## Kutipan Teks
Istilah “sumber daya manusia”, seringkali
dipendekkan menjadi “SDM”, merupakan
terjemahan langsung dari bahasa Inggris “human
resource”. Dua konsep yang dekat dengan ini adalah “human capital” [1]
dan “human labour”. Ketiganya memiliki
banyak kesamaan, dimana manusia lebih dipandang dari kaca mata ekonomi yaitu
peranannya dalam aktifitas ekonomi, dibandingkan banyak sisi lain dari manusia
yang sesungguhnya dapat diperhatikan.
Dalam teori ekonomi klasik, human labour adalah bagian yang ditambahkan kepada lahan untuk memproduksi suatu produk. Namun, dalam teori ekonomi neoklasik, lahan dan tenaga kerja dipisahkan dari kapital berupa fisik, dimana faktor produksi terbagi menjadi tanah, tenaga kerja, dan kapital. Lebih jauh kemudian, kontribusi tenaga kerja dalam satu produksi dibagi menjadi konribusi murni tenaga kerja dan kontribusi dari ingenuity dan skill (sesuatu yang dipelajari). Pengembangan konsep baru terhadap human capital sangat membantu untuk menjelaskan kesenjangan setelah dihitung kontribusi lahan, tenaga kerja dan kapital. Inilah sesungguhnya peran apa yang disebut dengan human capital, beda dengan labour. Dalam konteks inilah pendidikan menjadi penting.
Ekonomi-politik klasik menganggap bahwa produksi barang dan jasa tergantung kepada tanah, modal (capital), dan tenaga kerja (labour). Ekonomi neoliberal tidak seobyektif itu dalam melihat modal dan tenaga kerja; namun lebih subjektif (subjective-voluntarist). Upah dari seseorang bukanlah “harga” dari tenaga kerja yang dijual, tetapi “laba” dari “modal” yang dipunyainya berupa otot, keterampilan, pengetahuan, dan lain-lain.

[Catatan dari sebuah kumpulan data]
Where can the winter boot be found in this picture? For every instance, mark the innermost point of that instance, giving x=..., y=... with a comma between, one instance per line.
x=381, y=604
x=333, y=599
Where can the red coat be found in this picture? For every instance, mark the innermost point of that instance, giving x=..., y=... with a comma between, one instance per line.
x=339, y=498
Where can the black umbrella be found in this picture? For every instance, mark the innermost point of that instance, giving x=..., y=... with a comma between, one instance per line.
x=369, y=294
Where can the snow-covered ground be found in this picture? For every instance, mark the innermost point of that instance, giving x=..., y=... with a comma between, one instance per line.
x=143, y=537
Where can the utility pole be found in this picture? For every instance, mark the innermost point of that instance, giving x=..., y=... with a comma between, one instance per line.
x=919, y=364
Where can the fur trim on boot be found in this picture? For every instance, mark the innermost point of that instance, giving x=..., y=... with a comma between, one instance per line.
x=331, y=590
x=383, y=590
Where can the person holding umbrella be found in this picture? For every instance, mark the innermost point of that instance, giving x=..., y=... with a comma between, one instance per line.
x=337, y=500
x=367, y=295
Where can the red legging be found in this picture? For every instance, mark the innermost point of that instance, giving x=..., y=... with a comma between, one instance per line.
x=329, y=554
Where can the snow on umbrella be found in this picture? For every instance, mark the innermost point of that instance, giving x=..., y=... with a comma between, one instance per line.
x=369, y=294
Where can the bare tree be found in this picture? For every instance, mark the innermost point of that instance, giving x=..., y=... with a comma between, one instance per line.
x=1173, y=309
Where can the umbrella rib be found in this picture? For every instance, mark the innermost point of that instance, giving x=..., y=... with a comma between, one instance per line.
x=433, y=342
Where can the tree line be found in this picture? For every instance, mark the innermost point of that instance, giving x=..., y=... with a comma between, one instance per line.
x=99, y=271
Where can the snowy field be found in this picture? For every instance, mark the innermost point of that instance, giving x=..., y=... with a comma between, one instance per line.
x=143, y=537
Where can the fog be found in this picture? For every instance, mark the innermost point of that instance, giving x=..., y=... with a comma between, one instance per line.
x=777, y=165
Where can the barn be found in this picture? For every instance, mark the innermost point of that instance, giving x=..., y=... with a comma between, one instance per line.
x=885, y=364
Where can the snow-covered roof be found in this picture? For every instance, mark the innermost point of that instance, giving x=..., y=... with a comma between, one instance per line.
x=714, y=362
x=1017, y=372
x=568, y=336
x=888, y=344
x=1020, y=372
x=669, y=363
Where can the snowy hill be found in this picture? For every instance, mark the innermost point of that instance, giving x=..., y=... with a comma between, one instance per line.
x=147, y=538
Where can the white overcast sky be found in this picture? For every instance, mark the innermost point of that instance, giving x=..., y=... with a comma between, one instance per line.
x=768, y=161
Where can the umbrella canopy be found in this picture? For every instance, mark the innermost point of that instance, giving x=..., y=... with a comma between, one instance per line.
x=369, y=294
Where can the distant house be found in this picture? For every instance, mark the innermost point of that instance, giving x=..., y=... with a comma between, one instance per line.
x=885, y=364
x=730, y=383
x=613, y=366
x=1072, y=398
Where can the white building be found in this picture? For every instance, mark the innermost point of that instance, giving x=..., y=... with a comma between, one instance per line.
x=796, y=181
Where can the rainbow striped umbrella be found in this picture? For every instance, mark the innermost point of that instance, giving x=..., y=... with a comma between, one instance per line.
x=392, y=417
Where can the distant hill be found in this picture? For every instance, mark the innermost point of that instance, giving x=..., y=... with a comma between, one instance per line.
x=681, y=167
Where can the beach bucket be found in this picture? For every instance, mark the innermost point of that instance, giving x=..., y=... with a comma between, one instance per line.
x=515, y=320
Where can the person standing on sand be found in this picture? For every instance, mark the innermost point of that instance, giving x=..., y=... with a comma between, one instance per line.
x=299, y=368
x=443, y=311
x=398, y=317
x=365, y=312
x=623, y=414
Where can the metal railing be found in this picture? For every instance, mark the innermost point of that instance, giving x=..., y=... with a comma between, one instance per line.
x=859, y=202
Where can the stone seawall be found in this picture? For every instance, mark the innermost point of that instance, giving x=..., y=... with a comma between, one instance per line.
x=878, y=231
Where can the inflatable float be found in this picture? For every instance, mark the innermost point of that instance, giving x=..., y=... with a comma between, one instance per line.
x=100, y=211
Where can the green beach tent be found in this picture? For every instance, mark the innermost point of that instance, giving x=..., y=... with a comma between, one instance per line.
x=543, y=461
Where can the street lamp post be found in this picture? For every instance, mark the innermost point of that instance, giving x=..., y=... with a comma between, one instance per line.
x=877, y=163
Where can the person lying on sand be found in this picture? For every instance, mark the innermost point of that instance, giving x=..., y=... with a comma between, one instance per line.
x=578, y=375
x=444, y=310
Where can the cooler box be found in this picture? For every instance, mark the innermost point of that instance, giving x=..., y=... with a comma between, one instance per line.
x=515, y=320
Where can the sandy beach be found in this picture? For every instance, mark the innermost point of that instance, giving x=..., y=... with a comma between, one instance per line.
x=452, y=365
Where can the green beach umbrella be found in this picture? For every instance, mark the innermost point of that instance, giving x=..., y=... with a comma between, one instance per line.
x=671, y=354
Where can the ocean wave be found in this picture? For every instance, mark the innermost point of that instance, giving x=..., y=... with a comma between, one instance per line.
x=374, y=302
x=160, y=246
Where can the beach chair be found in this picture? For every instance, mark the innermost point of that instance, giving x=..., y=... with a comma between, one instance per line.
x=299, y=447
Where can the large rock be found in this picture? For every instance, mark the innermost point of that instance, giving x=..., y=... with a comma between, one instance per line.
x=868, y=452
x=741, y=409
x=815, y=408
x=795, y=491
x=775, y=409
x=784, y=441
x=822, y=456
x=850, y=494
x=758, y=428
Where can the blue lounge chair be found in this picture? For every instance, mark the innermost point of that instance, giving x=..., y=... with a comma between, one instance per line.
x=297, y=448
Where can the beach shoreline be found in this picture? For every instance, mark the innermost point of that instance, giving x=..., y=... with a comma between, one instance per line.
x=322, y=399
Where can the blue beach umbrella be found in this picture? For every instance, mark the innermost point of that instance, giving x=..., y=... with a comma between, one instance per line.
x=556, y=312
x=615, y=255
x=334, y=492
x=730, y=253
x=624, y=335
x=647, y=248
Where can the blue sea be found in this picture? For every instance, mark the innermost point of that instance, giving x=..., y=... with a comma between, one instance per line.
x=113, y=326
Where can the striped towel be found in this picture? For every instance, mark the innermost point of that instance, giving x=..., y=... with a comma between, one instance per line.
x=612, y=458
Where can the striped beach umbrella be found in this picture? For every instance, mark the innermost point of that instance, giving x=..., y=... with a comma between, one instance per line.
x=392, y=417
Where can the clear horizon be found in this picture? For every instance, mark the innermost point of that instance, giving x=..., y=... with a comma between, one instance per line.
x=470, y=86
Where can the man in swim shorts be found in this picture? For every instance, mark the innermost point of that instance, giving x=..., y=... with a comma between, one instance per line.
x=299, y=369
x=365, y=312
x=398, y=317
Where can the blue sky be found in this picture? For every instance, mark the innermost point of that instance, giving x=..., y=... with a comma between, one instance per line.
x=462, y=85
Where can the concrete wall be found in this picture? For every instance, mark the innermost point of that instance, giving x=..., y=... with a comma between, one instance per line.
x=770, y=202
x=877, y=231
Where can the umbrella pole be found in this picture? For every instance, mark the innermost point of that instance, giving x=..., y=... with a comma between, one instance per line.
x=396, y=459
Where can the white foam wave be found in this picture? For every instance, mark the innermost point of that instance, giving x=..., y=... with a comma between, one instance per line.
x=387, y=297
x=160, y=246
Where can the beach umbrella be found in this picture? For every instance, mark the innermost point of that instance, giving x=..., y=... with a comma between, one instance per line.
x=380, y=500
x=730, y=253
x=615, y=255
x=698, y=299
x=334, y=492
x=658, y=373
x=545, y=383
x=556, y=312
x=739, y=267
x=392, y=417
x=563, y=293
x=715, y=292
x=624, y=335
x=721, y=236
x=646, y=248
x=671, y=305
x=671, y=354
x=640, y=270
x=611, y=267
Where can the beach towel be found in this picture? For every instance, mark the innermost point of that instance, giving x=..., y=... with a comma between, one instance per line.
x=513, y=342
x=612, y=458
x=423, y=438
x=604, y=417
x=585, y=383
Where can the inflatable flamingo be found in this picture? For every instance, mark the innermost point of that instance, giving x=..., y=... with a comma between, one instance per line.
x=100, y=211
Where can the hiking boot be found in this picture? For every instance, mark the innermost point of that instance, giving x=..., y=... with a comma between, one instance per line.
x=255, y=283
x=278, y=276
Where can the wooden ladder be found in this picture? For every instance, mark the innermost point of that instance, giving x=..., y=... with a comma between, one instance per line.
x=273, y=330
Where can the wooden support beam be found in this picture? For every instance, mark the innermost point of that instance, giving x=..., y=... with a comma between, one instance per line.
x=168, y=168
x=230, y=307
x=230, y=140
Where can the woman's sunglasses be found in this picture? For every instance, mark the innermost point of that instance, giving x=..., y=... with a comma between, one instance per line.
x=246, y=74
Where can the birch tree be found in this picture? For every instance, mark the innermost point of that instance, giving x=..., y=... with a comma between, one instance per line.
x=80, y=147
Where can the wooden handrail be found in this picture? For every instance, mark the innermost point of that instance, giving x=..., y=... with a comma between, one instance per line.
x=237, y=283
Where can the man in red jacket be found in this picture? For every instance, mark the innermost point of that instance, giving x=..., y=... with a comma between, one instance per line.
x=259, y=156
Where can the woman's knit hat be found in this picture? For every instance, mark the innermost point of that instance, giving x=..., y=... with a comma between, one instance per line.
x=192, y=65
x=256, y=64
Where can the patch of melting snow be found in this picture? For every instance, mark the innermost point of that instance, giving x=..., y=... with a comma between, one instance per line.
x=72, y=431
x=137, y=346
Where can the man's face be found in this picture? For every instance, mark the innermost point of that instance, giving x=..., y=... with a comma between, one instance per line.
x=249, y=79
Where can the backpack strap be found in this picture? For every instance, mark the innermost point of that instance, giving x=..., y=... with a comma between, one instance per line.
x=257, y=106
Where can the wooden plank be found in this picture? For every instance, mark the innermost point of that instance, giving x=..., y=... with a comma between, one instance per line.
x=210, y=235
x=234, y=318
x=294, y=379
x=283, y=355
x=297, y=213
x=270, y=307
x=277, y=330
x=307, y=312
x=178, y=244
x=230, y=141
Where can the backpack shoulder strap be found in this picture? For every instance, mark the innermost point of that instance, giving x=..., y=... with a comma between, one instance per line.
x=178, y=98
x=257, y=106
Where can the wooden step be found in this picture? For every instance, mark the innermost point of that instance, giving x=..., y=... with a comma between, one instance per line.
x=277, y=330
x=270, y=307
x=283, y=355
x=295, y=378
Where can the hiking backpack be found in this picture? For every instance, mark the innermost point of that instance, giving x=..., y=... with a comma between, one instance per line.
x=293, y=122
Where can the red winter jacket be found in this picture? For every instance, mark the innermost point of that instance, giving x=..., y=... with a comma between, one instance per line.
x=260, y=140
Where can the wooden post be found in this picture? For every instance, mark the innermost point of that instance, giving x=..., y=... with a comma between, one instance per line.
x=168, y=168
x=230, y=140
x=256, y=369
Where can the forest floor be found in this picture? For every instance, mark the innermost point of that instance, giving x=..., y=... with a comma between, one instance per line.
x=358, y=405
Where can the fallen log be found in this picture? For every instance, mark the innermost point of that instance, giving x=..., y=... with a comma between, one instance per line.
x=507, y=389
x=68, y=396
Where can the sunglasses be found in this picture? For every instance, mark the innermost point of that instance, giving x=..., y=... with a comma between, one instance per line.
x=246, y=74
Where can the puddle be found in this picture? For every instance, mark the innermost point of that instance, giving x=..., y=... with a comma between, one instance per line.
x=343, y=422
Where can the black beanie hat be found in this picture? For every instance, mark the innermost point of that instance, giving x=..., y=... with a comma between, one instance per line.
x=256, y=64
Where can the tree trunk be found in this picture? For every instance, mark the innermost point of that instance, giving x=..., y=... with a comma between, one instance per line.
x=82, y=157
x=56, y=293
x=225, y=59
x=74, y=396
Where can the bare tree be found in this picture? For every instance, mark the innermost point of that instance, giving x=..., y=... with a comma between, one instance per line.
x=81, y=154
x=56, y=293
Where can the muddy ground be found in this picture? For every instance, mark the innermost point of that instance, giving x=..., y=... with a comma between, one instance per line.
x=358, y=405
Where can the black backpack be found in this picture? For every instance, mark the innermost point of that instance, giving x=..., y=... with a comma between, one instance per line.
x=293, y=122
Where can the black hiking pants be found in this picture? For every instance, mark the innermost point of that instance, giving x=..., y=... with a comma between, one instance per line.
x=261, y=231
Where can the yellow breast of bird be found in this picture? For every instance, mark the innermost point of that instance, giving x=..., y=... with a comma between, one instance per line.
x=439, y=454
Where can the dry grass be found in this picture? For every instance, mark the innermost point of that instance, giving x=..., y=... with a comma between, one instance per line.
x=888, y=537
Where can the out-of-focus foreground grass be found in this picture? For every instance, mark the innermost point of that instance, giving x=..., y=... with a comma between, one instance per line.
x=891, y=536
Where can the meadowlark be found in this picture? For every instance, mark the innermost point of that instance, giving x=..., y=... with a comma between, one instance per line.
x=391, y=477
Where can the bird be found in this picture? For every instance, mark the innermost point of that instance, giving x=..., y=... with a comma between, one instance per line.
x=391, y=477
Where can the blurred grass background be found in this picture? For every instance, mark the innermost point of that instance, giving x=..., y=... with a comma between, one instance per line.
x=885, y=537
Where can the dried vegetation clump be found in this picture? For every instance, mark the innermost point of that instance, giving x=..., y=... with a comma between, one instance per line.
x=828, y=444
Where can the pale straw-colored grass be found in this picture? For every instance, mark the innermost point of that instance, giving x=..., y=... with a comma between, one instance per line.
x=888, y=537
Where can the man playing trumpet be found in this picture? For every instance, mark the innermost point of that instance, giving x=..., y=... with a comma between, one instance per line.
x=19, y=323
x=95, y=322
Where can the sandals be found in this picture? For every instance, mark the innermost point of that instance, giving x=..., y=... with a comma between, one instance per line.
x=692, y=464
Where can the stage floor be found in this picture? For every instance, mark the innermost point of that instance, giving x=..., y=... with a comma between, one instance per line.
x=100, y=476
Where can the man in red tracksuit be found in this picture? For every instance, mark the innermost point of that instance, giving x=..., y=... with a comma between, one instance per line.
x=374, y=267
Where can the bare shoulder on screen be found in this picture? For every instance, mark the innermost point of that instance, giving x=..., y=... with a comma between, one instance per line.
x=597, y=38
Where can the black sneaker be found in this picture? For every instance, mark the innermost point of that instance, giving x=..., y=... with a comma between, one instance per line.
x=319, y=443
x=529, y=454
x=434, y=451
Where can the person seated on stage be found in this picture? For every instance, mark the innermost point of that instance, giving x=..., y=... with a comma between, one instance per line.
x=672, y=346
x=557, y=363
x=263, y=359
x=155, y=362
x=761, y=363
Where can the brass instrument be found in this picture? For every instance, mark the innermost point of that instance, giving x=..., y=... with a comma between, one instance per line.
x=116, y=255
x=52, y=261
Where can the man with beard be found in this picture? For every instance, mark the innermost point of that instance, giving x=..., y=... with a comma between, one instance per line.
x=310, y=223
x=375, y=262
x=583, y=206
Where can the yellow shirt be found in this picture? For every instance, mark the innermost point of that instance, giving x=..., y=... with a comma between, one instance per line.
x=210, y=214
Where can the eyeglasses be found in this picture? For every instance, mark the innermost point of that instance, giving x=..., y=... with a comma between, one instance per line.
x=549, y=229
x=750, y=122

## Petunjuk Tugas
- A) Pada listing, ganti nama "stone seawall" menjadi "stone breakwater" di baris-baris mulai dari baris yang memuat "Where can the stone" sampai dengan baris yang memuat "x=444, y=310", lalu tuliskan kembali hanya baris-baris itu tanpa perubahan lain.
- B) Tuliskan kelanjutan teks tentang konsep sumber daya manusia dan human capital, dimulai tepat setelah kalimat terakhirnya.

## Jawaban
- A)
Where can the stone breakwater be found in this picture? For every instance, mark the innermost point of that instance, giving x=..., y=... with a comma between, one instance per line.
x=878, y=231
Where can the inflatable float be found in this picture? For every instance, mark the innermost point of that instance, giving x=..., y=... with a comma between, one instance per line.
x=100, y=211
Where can the green beach tent be found in this picture? For every instance, mark the innermost point of that instance, giving x=..., y=... with a comma between, one instance per line.
x=543, y=461
Where can the street lamp post be found in this picture? For every instance, mark the innermost point of that instance, giving x=..., y=... with a comma between, one instance per line.
x=877, y=163
Where can the person lying on sand be found in this picture? For every instance, mark the innermost point of that instance, giving x=..., y=... with a comma between, one instance per line.
x=578, y=375
x=444, y=310

- B)
Satu penjelasan lain menyatakan bahwa “modal manusia” sesungguhnya terdiri dari dua unsur, yaitu berupa ciri genetis bawaan, serta keseluruhan keterampilan yang dicapai dari gizi, pendidikan, latihan, dan lain-lain. Menurut pendapat lain, sumber daya manusia memiliki dua pengertian, yaitu[5]:
Satu, Usaha kerja atau jasa yang dapat diberikan dalam proses produksi. Disini tekananya pada kemampuan untuk menghasilkan barang dan jasa.
Dua, Manusia yang mampu bekerja memberikan jasa atau usaha kerja tersebut. Ini menunjuk kepada manusianya atau orangnya yang mampu bekerja untuk pekerjaan ekonomi. Kemampuan bekerja diukur dengan usia, sehingga menjadi “usi kerja”. Ia disebut sebagi tenaga kerja atau “manpower”, umumnya adalah mereka yang berumur antara 15 sampai 65 tahun.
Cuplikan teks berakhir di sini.